What this task involves :: Leave out every line before the one containing "Each instance of the window", and repeat the rest of the material below exactly, that line included.

Available data ::
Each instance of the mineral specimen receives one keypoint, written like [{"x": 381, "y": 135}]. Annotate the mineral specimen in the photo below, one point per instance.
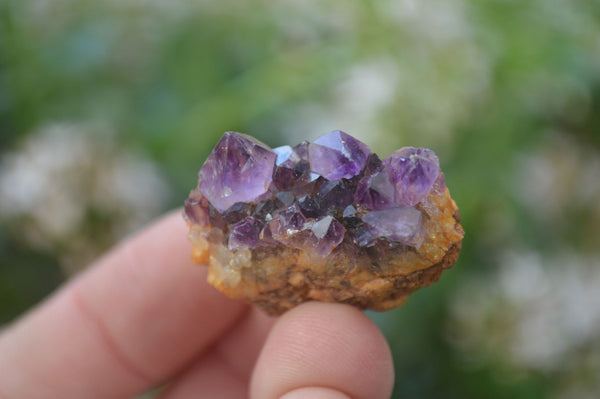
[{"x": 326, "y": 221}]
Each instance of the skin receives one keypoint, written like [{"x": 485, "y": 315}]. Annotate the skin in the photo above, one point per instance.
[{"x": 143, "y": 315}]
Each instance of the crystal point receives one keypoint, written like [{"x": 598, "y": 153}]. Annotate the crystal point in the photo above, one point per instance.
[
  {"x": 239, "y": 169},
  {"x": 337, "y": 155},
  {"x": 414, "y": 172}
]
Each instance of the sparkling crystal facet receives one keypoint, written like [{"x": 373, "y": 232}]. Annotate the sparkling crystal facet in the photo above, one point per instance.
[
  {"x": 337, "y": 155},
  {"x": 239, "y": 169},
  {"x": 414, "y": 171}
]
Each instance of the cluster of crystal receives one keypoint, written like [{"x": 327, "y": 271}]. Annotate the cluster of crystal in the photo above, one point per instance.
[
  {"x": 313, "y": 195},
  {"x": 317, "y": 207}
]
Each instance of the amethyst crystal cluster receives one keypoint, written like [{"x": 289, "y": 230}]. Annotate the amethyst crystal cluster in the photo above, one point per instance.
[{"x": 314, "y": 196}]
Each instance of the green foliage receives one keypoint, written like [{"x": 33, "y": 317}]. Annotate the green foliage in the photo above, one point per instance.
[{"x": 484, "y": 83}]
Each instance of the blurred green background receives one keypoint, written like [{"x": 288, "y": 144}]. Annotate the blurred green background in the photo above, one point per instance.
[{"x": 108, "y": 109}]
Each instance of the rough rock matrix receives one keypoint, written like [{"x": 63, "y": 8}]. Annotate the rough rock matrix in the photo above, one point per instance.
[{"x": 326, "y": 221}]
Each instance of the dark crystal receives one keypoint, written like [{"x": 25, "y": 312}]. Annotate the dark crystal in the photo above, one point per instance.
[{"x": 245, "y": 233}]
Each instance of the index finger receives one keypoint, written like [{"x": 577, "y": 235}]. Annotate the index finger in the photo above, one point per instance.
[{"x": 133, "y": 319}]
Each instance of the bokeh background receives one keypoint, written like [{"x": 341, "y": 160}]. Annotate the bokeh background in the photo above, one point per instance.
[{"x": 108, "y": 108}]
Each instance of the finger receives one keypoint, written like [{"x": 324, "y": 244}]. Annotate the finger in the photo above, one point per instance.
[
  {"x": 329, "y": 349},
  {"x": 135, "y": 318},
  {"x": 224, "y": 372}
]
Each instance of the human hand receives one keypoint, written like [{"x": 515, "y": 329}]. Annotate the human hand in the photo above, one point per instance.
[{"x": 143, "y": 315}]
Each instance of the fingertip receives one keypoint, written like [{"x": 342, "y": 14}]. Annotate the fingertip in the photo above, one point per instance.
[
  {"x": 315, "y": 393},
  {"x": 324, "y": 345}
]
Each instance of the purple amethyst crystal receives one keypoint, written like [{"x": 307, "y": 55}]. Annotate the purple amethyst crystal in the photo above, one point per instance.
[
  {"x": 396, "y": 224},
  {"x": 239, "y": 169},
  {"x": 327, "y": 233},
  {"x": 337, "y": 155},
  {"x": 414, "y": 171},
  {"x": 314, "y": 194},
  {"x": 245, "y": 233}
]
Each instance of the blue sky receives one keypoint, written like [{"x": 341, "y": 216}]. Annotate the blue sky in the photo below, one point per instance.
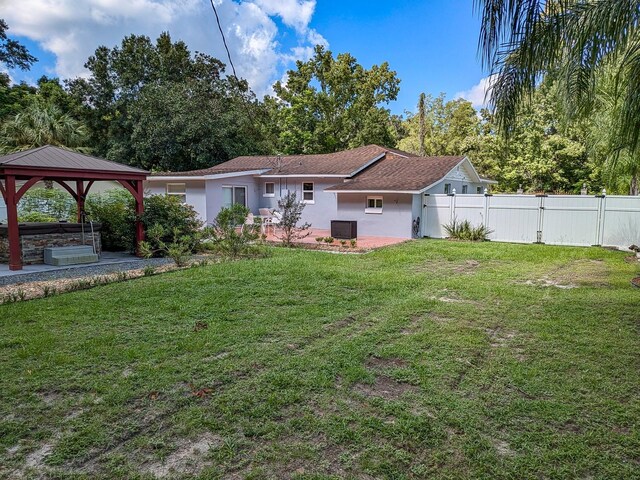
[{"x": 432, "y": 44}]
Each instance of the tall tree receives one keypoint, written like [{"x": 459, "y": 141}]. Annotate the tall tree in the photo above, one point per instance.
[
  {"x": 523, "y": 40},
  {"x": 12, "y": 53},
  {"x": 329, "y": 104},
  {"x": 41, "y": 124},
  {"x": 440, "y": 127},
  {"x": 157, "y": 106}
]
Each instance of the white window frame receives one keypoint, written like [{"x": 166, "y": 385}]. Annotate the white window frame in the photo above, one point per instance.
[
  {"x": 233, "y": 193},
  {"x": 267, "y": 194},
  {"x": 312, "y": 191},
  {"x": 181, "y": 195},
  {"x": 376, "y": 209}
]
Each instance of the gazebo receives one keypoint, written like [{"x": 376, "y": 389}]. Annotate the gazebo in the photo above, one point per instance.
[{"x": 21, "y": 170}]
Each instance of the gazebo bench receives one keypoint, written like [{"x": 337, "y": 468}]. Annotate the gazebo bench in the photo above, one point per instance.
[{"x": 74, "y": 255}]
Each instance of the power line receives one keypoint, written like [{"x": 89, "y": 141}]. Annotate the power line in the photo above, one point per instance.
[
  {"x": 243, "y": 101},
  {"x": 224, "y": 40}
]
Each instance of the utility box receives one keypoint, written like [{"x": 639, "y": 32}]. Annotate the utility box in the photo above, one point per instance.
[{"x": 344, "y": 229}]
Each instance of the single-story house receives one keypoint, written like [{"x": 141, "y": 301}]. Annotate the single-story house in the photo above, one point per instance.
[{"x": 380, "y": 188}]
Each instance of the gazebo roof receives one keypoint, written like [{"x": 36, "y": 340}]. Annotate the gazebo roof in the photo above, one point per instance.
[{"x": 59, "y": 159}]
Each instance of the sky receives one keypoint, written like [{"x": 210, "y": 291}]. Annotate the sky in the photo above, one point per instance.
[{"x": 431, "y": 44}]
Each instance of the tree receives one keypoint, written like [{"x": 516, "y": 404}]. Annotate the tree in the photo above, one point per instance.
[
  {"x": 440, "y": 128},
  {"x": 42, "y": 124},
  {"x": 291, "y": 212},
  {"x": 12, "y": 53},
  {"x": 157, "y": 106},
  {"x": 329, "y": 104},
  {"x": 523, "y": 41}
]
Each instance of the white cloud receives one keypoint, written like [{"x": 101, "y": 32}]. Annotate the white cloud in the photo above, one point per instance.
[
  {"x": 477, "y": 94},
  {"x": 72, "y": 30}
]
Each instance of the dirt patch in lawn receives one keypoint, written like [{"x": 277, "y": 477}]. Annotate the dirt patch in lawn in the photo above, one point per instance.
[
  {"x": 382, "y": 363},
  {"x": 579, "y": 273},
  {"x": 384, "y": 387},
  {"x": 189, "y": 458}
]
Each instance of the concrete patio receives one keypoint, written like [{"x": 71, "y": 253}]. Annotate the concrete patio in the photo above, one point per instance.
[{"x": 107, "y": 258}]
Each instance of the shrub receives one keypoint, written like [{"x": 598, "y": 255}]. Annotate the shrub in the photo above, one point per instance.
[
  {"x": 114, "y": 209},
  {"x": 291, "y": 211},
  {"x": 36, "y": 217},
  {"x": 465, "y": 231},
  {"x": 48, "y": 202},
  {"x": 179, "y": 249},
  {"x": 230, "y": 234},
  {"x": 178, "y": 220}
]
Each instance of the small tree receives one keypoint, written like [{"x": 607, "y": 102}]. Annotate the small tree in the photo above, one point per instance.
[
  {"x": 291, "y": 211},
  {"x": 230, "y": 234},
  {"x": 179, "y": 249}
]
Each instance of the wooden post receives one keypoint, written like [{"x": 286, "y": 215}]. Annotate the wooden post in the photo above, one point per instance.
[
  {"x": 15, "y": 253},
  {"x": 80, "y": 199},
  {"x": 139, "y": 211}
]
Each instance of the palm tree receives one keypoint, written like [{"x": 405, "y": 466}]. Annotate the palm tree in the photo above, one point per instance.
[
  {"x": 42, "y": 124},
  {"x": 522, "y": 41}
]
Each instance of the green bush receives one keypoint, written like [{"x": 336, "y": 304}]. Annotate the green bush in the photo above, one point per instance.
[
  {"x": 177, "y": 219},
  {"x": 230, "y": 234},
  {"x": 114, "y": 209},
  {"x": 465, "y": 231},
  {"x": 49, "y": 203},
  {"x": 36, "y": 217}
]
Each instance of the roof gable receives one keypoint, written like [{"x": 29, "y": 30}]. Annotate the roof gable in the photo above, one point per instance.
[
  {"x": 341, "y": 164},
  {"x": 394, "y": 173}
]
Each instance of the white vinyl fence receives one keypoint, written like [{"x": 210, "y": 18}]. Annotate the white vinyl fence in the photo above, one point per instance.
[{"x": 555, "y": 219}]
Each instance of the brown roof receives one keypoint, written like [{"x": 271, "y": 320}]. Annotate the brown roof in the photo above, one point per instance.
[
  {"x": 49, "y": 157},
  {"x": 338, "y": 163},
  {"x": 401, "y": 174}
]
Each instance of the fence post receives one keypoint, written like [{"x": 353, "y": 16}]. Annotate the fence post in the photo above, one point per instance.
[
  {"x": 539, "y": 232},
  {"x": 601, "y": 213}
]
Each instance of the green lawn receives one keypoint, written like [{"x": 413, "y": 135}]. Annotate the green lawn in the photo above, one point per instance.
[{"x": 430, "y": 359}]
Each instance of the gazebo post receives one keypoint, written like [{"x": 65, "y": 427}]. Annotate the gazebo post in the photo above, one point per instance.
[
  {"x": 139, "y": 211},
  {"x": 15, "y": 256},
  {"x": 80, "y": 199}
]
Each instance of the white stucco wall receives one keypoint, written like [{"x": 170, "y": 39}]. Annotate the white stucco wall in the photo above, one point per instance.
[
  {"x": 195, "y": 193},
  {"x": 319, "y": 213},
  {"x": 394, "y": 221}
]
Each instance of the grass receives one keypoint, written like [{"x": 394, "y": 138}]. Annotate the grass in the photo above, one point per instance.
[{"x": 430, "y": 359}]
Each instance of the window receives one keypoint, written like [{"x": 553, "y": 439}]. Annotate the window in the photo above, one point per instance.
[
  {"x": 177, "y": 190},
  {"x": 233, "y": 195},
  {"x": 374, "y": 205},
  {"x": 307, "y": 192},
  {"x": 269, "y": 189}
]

Finished task ::
Each instance of the window receives one keypoint, written like [{"x": 553, "y": 439}]. Annotate the window in the photo above, one point per instance.
[
  {"x": 177, "y": 190},
  {"x": 233, "y": 195},
  {"x": 374, "y": 205},
  {"x": 307, "y": 192},
  {"x": 269, "y": 189}
]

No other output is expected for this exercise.